Fragmento de texto:
= = = = =
Entre maestras y profesores discurrió, desde su propio nacimiento, la existencia del escritor, hasta llegar él mismo a convertirse en un maestro, en el sentido más estricto del vocablo, reconocido por la calidad y pertinencia de los múltiples y variados productos de su conocimiento e imaginación, como bien lo define el DRAE: "Dícese de la obra de relevante mérito entre las de su clase". Su mismísima madre, Doña Rosario, acunó, desde muy joven la vocación espiritual por el magisterio que luego, producto de las circunstancias de la muerte de la abuela de Guillermo Francisco, tuvo que ejercer anticipadamente y sin aviso previo.

Imagina el narrador una supuesta pero muy posible conversación de sus abuelos acerca del eventual destino de la hija, su madre: "La maestra de escuela no era todavía la maestra de escuela. En aquel tiempo era solamente la hija. No ve usted, doña Rosarito, que la hija no pasa sino en eso de leer todo el tiempo. Ya se leyó los libros que hay en la alacena y también los que están en la repisa (…) que te digo yo que esa niña va a ser maestra de escuela, mira tú que ya escribe versos y todo".

Esa pasión temprana por el saber, ese deseo irrefrenable de conocer, de adentrarse en la pulpa de las ideas, llevo a Doña Rosario, la madre de Francisco, a ser en el Colegio La Esperanza de Carora: "la única estudiante del sexo femenino, delante de todos los demás que eran varones, dos varas delante de la primera fila, con su camisón largo, de medio luto, con la cabeza cubierta con su media mantilla recogida en nudo al cuello como corresponde a una señorita decente, que usa botines y medias para ocultar, en lo posible todo el cuerpo y dejar descubierto solamente el rostro, reflejo de las virtudes de nuestra sociedad, católica, apostólica, romana, republicana y federal." Esa joven y talentosa estudiante era llamada por don Ramón Pompilio, el sempiterno maestro, "al frente, para que dé la lección rosa, rosae, rosarum."

Pero la fatalidad arriba, súbita, despeñada, el día menos pensado, y cambia el curso de ríos, rutas y vidas: "ya llega Zapata por el camino de Carache para dar el aviso, no necesita Zapata dar ningún aviso, trae la mala noticia escrita en su cara, el caballo trotón de Zapata (…) el caballo de Zapata trae pintada la mala nueva en la frente y en los ojos, y usted señorita, ha quedado marcada por la prematura muerte de su mamá".
= = = = =
Entradas de datos:

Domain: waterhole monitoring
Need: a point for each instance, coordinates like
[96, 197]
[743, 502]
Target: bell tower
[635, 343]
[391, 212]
= = = = =
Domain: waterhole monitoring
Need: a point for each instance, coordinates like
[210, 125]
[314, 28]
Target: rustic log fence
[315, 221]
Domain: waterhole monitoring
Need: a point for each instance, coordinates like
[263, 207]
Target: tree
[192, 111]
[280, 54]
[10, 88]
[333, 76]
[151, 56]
= = = = =
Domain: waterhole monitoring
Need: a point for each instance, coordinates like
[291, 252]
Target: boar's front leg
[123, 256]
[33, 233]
= = = = =
Tareas:
a. Responde, por favor, estas preguntas sobre el texto sobre Doña Rosario:
(i) ¿En qué colegio estudió Doña Rosario?
(ii) ¿Quién la llamaba al frente para dar la lección?
(iii) ¿Por qué camino llega Zapata?
b. Retoma el texto sobre Doña Rosario a partir de su última frase.
Este material no guarda relación con el texto sobre Doña Rosario.

Resultados:
a.
(i) En el Colegio La Esperanza de Carora.
(ii) Don Ramón Pompilio.
(iii) Por el camino de Carache.

b.
Rosario la joven, la maestra anticipada, la madre después, doña Chayo para la familia. tuvo entonces que hacer pronta y efectiva la temprana y manifiesta vocación por el saber para convertirla abruptamente en docente oficio, todavía recuerda el escritor lo que le dijo sin reservas el boticario en Carora, no el de Cuicas: "usted lo conoce mamá, porque él me lo dijo el otro día, mírame a ese muchacho tan inteligente y tan estudioso, me dijo, también felicito a tu mamá que tenía su escuelita para niñas, allí mismito, cerca de mi casa en el Calvario, esa casita azul en la esquina de la calle Contreras."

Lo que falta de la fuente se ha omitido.